Source document start

FIGURE 1-3 Distributions of photon energy fluence for mammography X-rays, orthovoltage X-rays, and γ-rays from the atomic bomb explosion in Hiroshima. The distributions of the energy fluence relative to the logarithmic scale of energy are plotted, because they represent roughly the fractional contribution of incident photons of specified energy to the dose absorbed by a person. SOURCE: Data from Seelentag and others (1979) and Roesch (1987).

Different Effectiveness of γ-Rays and X-Rays

LET and Related Parameters of Radiation Quality

While γ-rays and X-rays of various energies are all sparsely ionizing, in the body they generate electrons with somewhat different spectra of LET values (ICRU 1970). To quantify the differences, reference is usually made to the dose average LET or to the mean values of the related microdosimetric parameter dose-averaged linear energy, y.

Figure 1-4 gives the dose average LET values for the electrons released by monoenergetic photons (solid curves) and compares these values to the averages for 29 kV mammography X-rays and 200 kV X-rays (solid circles and squares, respectively; ICRP 2003). In addition to the dose average, LD, of the unrestricted LET, the diagram contains the dose averages, LD,Δ, of the restricted LET, LΔ. The restricted LET treats the Δ-rays beyond the specified cutoff energy Δ as separate tracks. This accounts in an approximate way for the increased local energies due to Δ-rays and therefore provides larger values that are more meaningful than those of unrestricted LET.

Source document end

■ Tasks and exercises
a – Please transcribe everything in the passage on photon radiation quality from "While γ-rays and" down to "linear energy, y.".
b – Answer these questions using the passage on photon radiation quality:
(i) What are the two sources of the data for Figure 1-3?
(ii) What voltage does Figure 1-4 give for the mammography X-rays?
(iii) How does the restricted LET treat Δ-rays beyond the specified cutoff energy Δ?

Entries start

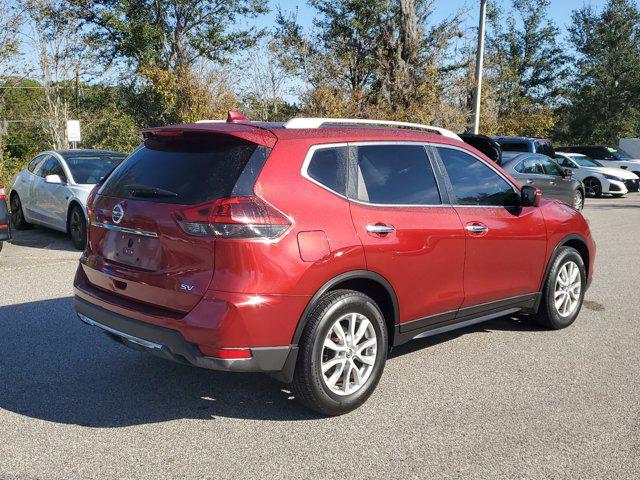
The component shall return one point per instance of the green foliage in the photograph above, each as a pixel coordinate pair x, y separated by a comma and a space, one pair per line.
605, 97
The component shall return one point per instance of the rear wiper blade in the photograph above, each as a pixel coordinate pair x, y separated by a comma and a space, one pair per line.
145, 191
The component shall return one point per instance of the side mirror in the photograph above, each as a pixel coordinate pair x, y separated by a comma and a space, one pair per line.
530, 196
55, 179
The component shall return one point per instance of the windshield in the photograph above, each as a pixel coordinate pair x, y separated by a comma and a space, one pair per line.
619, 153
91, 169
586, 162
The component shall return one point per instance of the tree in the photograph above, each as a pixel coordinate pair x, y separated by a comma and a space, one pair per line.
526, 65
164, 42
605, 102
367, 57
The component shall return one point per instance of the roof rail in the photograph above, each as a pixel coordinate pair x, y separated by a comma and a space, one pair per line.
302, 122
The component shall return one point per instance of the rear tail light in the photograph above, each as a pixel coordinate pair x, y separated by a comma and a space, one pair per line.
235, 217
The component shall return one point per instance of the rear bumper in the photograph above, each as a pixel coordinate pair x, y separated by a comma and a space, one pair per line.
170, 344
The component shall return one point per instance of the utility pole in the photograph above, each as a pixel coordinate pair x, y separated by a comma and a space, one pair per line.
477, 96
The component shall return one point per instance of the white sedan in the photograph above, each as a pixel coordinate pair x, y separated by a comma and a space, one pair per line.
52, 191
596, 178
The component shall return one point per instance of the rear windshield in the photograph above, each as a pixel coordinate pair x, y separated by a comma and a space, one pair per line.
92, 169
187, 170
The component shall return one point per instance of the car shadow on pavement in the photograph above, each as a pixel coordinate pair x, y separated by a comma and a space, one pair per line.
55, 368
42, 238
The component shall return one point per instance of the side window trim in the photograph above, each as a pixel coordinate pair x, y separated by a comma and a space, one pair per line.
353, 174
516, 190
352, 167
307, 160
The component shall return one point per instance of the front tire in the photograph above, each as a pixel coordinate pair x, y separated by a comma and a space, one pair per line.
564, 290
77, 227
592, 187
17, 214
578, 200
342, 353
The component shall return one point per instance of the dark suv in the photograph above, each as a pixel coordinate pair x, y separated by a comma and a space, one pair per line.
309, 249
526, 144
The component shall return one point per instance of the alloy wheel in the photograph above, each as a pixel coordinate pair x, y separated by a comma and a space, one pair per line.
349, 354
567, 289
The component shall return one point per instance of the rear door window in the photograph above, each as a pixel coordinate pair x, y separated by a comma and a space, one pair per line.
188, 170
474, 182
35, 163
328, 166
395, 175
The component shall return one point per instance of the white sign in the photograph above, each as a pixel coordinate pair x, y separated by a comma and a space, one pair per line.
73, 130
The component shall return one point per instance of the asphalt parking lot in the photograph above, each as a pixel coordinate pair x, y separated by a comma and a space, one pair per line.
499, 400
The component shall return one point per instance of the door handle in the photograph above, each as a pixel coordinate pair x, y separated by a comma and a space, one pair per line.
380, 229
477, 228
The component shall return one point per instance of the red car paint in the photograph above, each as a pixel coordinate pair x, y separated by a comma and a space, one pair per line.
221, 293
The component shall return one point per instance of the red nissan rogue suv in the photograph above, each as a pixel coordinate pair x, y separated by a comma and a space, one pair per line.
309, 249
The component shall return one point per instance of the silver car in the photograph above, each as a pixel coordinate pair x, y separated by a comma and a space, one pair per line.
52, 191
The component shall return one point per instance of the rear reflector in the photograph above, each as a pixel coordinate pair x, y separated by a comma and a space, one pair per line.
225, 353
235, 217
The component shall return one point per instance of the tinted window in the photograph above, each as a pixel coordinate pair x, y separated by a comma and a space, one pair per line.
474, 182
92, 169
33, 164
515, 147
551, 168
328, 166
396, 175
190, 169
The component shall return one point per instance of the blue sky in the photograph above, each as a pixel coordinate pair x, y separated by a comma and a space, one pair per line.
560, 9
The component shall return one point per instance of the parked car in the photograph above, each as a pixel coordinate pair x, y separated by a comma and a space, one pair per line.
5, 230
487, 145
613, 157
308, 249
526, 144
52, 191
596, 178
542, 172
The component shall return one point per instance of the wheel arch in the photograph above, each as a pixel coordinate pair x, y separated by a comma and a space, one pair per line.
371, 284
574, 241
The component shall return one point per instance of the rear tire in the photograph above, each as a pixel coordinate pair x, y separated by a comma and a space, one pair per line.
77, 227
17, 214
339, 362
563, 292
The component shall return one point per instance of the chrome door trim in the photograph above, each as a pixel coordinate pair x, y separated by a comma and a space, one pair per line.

Entries end
Entries start

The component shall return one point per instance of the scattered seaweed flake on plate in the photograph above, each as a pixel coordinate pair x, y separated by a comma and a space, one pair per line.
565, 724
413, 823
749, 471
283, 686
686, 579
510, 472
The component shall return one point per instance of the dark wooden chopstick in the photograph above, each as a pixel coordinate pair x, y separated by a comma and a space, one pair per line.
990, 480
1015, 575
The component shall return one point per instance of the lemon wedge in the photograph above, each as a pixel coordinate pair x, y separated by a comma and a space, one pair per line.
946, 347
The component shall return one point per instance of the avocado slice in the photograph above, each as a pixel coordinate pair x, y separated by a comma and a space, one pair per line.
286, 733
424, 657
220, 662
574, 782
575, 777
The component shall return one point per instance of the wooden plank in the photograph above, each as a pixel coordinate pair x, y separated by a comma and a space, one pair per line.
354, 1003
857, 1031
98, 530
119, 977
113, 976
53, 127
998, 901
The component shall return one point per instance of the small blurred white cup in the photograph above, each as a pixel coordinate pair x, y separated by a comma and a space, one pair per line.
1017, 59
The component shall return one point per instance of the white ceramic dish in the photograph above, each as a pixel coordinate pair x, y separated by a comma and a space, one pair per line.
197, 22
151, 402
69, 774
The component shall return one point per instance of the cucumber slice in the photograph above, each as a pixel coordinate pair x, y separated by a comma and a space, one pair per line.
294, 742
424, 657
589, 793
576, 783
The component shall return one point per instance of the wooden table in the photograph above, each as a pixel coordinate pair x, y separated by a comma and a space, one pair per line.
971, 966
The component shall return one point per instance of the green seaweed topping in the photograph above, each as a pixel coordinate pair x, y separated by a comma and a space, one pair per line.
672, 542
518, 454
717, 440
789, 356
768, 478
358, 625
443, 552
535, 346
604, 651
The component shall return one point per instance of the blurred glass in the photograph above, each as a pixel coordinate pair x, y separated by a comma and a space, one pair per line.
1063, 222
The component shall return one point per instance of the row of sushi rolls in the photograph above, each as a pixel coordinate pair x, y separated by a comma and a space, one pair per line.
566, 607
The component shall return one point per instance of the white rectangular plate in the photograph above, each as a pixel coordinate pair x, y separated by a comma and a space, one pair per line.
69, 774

Entries end

■ Answers provided
a –
While γ-rays and X-rays of various energies are all sparsely ionizing, in the body they generate electrons with somewhat different spectra of LET values (ICRU 1970). To quantify the differences, reference is usually made to the dose average LET or to the mean values of the related microdosimetric parameter dose-averaged linear energy, y.

b –
(i) Seelentag and others (1979) and Roesch (1987)
(ii) 29 kV
(iii) It treats them as separate tracks.